DESCRIPTION OF THE TASK - Every entry should be repeated exactly as written.

Stored data
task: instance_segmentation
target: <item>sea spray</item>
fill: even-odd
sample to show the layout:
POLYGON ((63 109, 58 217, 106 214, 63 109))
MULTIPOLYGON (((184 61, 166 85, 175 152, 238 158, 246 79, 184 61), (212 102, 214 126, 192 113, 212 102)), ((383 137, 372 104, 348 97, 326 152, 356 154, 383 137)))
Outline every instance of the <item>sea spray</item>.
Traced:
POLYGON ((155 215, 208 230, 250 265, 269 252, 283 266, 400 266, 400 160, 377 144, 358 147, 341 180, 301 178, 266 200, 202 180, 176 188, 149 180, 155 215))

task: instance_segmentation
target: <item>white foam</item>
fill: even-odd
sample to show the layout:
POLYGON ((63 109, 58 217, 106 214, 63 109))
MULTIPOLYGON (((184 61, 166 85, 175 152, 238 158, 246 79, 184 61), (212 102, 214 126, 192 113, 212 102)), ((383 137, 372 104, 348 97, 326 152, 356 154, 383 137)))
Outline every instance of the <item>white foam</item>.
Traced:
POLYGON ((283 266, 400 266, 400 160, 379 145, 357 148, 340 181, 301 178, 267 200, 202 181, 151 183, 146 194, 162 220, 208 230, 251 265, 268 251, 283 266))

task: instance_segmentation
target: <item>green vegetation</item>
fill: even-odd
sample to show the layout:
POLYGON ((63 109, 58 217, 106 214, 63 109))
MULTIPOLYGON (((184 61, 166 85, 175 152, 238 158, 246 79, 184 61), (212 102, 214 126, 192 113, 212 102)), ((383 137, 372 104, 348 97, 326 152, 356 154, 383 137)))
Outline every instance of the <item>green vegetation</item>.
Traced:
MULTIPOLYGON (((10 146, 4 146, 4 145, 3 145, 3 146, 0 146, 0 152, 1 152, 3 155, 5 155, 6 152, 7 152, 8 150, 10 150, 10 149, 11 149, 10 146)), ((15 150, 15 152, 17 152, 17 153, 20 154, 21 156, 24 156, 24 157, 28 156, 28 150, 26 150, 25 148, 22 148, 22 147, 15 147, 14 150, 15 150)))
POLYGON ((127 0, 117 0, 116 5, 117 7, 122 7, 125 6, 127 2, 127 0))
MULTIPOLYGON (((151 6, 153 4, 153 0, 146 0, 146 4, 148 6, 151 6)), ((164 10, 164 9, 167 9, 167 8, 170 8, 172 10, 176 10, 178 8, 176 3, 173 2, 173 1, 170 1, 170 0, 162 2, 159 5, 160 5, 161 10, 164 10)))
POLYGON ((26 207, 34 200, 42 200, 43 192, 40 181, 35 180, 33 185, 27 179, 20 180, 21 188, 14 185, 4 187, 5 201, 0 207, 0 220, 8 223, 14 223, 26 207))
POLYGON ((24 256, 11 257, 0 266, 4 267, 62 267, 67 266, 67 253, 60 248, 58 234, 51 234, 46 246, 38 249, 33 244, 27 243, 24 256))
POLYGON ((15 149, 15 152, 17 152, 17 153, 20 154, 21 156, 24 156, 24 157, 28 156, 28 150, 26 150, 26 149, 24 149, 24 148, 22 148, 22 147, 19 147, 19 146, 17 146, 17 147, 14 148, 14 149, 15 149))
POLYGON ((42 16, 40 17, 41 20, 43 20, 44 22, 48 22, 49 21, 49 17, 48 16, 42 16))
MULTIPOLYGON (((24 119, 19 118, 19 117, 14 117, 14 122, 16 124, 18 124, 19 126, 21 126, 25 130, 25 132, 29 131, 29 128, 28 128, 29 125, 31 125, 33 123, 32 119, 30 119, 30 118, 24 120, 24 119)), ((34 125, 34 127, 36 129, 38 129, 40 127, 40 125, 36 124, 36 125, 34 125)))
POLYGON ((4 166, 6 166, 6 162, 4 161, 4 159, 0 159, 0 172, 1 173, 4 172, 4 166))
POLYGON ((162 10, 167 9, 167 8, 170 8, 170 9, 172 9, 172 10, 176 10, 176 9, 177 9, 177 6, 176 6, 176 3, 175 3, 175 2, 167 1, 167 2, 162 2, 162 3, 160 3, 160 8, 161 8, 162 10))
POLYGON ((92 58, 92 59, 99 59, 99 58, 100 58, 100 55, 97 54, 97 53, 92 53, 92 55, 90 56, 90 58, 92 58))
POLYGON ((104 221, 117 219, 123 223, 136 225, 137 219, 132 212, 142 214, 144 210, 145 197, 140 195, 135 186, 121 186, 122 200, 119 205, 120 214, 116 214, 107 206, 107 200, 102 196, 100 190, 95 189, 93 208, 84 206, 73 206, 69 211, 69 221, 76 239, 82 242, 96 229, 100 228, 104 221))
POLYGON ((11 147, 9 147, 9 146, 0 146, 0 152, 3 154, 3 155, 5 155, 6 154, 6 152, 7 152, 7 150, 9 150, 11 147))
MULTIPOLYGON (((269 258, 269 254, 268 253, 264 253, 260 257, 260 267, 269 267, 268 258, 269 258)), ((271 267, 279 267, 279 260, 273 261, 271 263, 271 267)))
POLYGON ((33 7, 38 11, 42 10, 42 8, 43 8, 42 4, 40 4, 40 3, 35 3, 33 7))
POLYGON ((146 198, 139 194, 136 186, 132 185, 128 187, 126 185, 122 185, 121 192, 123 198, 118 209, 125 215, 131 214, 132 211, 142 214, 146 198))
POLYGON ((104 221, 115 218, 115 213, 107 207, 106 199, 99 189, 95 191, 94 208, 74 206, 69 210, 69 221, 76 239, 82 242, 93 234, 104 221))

YOUR RESPONSE -
task: instance_segmentation
target: <item>sea spray</item>
fill: even-odd
sample to show the layout:
POLYGON ((63 109, 58 217, 106 214, 63 109))
MULTIPOLYGON (((184 61, 166 85, 175 152, 238 158, 246 79, 184 61), (212 102, 214 126, 192 113, 212 102)), ((383 137, 372 104, 348 97, 326 152, 356 154, 383 137)))
Outline every instance of the <item>sea spray</item>.
Traced:
POLYGON ((155 215, 208 230, 250 265, 269 252, 283 266, 400 266, 400 160, 377 144, 358 147, 341 180, 301 178, 266 200, 202 180, 176 188, 149 180, 155 215))

task: instance_segmentation
target: <item>white foam</item>
fill: even-odd
sample to show the layout:
POLYGON ((63 109, 58 217, 106 214, 63 109))
MULTIPOLYGON (((184 61, 166 85, 175 152, 238 158, 246 79, 184 61), (212 102, 214 126, 192 113, 212 102)), ((383 137, 372 104, 348 97, 326 152, 356 154, 383 137)))
Outline every instance of the <item>white foam</item>.
Traced:
POLYGON ((283 266, 400 266, 400 160, 379 145, 357 148, 340 181, 301 178, 267 200, 202 181, 151 183, 146 194, 162 220, 208 230, 251 265, 268 251, 283 266))

task: instance_segmentation
target: <item>green vegetation</item>
fill: even-odd
sample to show the layout:
POLYGON ((63 109, 58 217, 106 214, 63 109))
MULTIPOLYGON (((184 61, 166 85, 175 152, 238 158, 246 79, 184 61), (212 102, 214 126, 192 113, 212 102)), ((383 137, 372 104, 348 97, 326 152, 356 154, 383 137)))
Outline every instance of the <item>green vegetation</item>.
Traced:
MULTIPOLYGON (((10 146, 4 146, 4 145, 3 145, 3 146, 0 146, 0 152, 1 152, 3 155, 5 155, 6 152, 7 152, 8 150, 10 150, 10 149, 11 149, 10 146)), ((15 150, 15 152, 17 152, 17 153, 20 154, 21 156, 24 156, 24 157, 28 156, 28 150, 26 150, 25 148, 22 148, 22 147, 15 147, 14 150, 15 150)))
POLYGON ((127 0, 117 0, 116 5, 117 7, 122 7, 125 6, 127 2, 127 0))
MULTIPOLYGON (((151 6, 153 4, 153 0, 146 0, 146 4, 148 6, 151 6)), ((164 10, 164 9, 167 9, 167 8, 170 8, 172 10, 176 10, 178 8, 176 3, 173 2, 173 1, 170 1, 170 0, 162 2, 159 5, 160 5, 161 10, 164 10)))
POLYGON ((26 207, 34 200, 42 200, 43 192, 40 181, 35 180, 33 185, 27 179, 20 180, 21 188, 14 185, 4 187, 5 201, 0 207, 0 220, 8 223, 14 223, 26 207))
POLYGON ((24 256, 11 257, 0 266, 4 267, 62 267, 67 266, 67 253, 60 248, 58 234, 51 234, 46 246, 38 249, 33 244, 27 243, 24 256))
POLYGON ((15 149, 15 152, 17 152, 17 153, 20 154, 21 156, 24 156, 24 157, 28 156, 28 150, 26 150, 26 149, 24 149, 24 148, 22 148, 22 147, 19 147, 19 146, 17 146, 17 147, 14 148, 14 149, 15 149))
POLYGON ((42 16, 40 17, 41 20, 43 20, 44 22, 48 22, 49 21, 49 17, 48 16, 42 16))
MULTIPOLYGON (((24 119, 19 118, 19 117, 14 117, 14 122, 16 124, 18 124, 19 126, 21 126, 25 130, 25 132, 29 131, 29 128, 28 128, 29 125, 31 125, 33 123, 32 119, 30 119, 30 118, 24 120, 24 119)), ((34 125, 34 127, 36 129, 38 129, 40 127, 40 125, 36 124, 36 125, 34 125)))
POLYGON ((4 166, 6 166, 6 162, 4 161, 4 159, 0 159, 0 172, 1 173, 4 172, 4 166))
POLYGON ((162 10, 167 9, 167 8, 170 8, 170 9, 172 9, 172 10, 176 10, 176 9, 177 9, 177 6, 176 6, 176 3, 175 3, 175 2, 167 1, 167 2, 162 2, 162 3, 160 3, 160 8, 161 8, 162 10))
POLYGON ((92 58, 92 59, 99 59, 99 58, 100 58, 100 55, 97 54, 97 53, 92 53, 92 55, 90 56, 90 58, 92 58))
POLYGON ((104 221, 117 219, 123 223, 136 225, 137 219, 132 212, 142 214, 144 210, 145 197, 140 195, 135 186, 121 186, 122 200, 119 205, 120 214, 116 214, 107 206, 107 200, 102 196, 100 190, 95 189, 93 208, 84 206, 73 206, 69 211, 69 221, 76 239, 82 242, 96 229, 100 228, 104 221))
POLYGON ((11 147, 9 147, 9 146, 0 146, 0 152, 3 154, 3 155, 5 155, 6 154, 6 152, 7 152, 7 150, 9 150, 11 147))
MULTIPOLYGON (((269 258, 269 254, 268 253, 264 253, 260 257, 260 267, 269 267, 268 258, 269 258)), ((271 267, 279 267, 279 260, 273 261, 271 263, 271 267)))
POLYGON ((33 7, 38 11, 42 10, 42 8, 43 8, 42 4, 40 4, 40 3, 35 3, 33 7))
POLYGON ((146 198, 139 194, 136 186, 132 185, 128 187, 126 185, 122 185, 121 192, 123 198, 118 209, 125 215, 131 214, 132 211, 142 214, 146 198))
POLYGON ((104 221, 115 218, 115 213, 107 207, 106 199, 99 189, 95 191, 94 208, 74 206, 69 210, 69 221, 76 239, 82 242, 93 234, 104 221))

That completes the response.